EXCERPT TO READ
=-=-=-=-=

Roll and Add Race

Two dice, a quick race, and a lot of addition without it feeling like work. Roll both dice, find the total, and move that many spaces (or cover that many squares). The repetition quietly builds the counting-on strategy and instant recognition of dice dots.

  1. Use two dice and a simple track — a homemade number path, a spare board-game track, or a row of 12 squares to colour in.
  2. The child rolls both dice. Encourage counting on: “You rolled 5 — now count up: 6, 7” rather than counting every dot from 1.
  3. Move that many spaces, or colour that many squares. Take turns; first to the end (or to fill the grid) wins.
  4. Say the equation aloud as you go: “5 and 2 makes 7.” Over many rolls the common totals start to stick.
  5. Keep it brisk and fun — the goal is lots of cheerful repetition, not perfect calculation on any single roll.

Variation: start with one die and a 1–6 track for beginners. Use dot dice (to subitise) before numeral dice. Try “Roll and Cover”: roll two dice, find the sum, cover that number on a 2–12 grid — first to cover all wins.

Requirements

  • Space: A tabletop or floor spot for the board; a few minutes per game
  • Surface: Flat enough to roll dice without them flying off; a shallow tray or box lid as a dice pit keeps them contained
  • Materials: One or two dice (dot or numeral), a simple track or number grid, and a token or crayon each; a lid or tray to roll in
  • Participants: 2+ players — adult and child, or two children — taking turns
  • Supervision: Light for 5-year-olds; close if dice are small and a younger sibling is nearby

Rationale & Objective

Board games with a linear number path are among the most research-supported early-maths activities: Ramani and Siegler’s studies show that playing simple number-path games measurably raises low-income preschoolers’ number knowledge. Two-dice addition gives repeated practice at counting on from the larger number — the key strategy on Clements and Sarama’s learning trajectory between “count all” and recalled facts — and at subitising dice patterns so totals are seen, not laboriously counted. It serves Common Core K.OA.2 (add within 10) and the move toward K.OA.5 fluency within 5, all inside a turn-taking game children will ask to replay.

=-=-=-=-=

RAW DATA
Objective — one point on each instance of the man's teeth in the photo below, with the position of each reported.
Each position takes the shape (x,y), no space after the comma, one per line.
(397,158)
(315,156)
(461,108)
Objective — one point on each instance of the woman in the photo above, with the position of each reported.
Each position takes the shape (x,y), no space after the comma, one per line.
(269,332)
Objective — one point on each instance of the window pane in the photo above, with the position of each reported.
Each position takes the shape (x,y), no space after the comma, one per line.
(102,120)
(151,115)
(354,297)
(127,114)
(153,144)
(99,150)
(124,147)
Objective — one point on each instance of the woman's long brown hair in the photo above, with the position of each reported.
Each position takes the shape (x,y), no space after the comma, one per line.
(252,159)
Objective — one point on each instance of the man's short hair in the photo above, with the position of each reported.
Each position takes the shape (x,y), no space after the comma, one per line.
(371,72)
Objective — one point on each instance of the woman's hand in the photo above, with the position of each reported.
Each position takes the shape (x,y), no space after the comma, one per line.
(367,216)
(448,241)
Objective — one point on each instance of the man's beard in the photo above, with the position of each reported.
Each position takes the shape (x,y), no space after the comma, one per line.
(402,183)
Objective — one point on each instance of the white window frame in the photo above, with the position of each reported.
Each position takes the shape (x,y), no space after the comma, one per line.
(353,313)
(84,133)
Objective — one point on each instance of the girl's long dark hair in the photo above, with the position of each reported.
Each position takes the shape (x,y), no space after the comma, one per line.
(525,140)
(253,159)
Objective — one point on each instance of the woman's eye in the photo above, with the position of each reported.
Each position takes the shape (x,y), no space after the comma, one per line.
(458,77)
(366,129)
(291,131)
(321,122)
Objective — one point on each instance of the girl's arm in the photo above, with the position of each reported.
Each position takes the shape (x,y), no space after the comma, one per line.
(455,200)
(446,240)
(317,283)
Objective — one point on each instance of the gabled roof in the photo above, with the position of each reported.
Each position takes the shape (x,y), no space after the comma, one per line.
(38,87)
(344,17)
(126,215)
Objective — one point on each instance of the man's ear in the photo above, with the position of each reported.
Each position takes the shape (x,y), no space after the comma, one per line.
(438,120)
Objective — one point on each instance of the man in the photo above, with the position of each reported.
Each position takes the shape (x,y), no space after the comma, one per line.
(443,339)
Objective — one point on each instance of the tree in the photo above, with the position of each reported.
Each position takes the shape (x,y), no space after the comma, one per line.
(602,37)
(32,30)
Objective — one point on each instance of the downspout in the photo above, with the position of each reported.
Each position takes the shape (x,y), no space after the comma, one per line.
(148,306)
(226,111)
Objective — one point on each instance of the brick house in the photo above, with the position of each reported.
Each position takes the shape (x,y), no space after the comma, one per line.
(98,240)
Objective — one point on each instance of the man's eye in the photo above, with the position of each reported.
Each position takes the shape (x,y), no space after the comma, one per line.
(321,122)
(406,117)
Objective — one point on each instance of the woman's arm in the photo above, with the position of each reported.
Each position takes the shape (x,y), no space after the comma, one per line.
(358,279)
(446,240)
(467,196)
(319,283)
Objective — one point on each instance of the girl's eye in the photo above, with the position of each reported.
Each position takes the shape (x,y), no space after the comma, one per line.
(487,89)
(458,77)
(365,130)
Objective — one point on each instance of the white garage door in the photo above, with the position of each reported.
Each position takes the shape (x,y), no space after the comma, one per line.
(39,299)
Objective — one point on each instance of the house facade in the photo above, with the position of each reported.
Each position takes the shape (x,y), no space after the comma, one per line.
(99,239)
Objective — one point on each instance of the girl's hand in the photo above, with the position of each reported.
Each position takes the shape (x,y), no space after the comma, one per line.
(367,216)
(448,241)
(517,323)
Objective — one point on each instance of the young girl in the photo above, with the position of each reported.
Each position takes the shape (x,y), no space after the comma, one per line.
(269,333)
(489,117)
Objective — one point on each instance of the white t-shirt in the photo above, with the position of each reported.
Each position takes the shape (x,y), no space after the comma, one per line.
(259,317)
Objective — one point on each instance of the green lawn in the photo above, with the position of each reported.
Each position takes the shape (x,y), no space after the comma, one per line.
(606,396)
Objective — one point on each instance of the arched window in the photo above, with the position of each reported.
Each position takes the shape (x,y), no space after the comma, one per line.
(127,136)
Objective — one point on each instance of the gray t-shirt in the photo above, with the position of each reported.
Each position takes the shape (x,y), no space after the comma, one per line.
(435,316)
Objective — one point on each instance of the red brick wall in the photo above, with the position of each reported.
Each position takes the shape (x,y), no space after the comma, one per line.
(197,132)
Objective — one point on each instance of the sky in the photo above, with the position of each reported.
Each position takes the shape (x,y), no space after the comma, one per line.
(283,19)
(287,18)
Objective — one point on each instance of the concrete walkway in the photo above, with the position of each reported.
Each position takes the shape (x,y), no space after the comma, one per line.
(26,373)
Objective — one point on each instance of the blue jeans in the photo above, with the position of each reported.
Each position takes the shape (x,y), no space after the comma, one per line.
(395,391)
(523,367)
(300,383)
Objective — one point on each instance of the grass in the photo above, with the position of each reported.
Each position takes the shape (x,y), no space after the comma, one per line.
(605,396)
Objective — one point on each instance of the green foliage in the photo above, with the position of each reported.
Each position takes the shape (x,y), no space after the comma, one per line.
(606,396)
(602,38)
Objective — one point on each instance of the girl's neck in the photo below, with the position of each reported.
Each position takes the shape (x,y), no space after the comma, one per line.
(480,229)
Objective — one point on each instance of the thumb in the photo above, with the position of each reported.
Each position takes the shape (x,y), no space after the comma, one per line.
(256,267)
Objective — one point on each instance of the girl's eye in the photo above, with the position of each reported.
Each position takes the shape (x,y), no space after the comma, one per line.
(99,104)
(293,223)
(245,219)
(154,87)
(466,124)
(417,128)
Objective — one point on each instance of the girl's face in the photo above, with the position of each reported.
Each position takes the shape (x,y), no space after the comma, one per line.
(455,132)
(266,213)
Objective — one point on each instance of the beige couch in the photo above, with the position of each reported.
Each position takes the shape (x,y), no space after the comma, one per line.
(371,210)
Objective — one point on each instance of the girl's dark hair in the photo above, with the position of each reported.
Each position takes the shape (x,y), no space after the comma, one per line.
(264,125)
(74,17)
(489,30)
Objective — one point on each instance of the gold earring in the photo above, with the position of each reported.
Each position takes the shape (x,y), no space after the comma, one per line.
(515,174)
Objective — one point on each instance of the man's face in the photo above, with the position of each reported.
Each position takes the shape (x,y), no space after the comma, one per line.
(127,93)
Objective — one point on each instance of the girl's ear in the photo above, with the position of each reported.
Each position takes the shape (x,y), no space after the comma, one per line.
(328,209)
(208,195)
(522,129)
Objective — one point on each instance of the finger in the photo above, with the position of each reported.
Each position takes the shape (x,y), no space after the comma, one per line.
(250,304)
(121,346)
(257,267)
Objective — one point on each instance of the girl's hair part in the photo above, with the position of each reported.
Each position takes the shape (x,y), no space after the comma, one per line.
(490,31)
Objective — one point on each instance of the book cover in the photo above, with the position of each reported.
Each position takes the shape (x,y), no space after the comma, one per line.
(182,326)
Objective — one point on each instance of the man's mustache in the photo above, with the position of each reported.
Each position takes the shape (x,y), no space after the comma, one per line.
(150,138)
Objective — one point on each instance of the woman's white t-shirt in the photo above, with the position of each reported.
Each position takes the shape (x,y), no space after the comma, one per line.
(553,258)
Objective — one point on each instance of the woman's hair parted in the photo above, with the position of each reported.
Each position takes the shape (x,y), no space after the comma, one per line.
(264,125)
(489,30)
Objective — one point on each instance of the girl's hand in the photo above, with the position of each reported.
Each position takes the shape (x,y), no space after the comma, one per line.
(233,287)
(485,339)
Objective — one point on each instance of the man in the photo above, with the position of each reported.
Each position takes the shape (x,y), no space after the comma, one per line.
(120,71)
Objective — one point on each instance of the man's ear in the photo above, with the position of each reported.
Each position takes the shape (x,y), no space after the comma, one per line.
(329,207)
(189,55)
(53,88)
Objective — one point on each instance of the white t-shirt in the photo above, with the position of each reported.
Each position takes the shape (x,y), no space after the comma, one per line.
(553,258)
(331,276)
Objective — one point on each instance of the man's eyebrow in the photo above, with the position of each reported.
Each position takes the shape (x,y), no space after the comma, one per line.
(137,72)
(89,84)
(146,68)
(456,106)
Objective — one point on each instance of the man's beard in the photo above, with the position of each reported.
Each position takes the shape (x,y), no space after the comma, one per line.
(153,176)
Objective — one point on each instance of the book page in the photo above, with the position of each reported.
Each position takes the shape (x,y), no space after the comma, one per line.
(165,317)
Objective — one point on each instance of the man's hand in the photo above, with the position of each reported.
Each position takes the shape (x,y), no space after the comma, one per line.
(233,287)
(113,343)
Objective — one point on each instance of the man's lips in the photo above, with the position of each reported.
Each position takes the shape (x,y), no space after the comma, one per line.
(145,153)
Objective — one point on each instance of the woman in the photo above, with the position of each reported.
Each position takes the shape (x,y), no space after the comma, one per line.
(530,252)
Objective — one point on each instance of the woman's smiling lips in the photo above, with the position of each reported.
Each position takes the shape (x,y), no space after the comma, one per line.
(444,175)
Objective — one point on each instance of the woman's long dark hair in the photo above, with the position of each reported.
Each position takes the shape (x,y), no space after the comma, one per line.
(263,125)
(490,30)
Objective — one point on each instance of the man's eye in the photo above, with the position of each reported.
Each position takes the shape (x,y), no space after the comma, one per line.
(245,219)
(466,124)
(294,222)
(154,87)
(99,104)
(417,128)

=-=-=-=-=

TASK LIST
[1] In the Roll and Add Race text, what can be used as a dice pit to keep the dice contained?
[2] Write out the part of the Roll and Add Race text starting at "Roll and Add" and ending at "dot from 1.".

RESPONSE LIST
[1] A shallow tray or box lid.

[2]
Roll and Add Race

Two dice, a quick race, and a lot of addition without it feeling like work. Roll both dice, find the total, and move that many spaces (or cover that many squares). The repetition quietly builds the counting-on strategy and instant recognition of dice dots.

  1. Use two dice and a simple track — a homemade number path, a spare board-game track, or a row of 12 squares to colour in.
  2. The child rolls both dice. Encourage counting on: “You rolled 5 — now count up: 6, 7” rather than counting every dot from 1.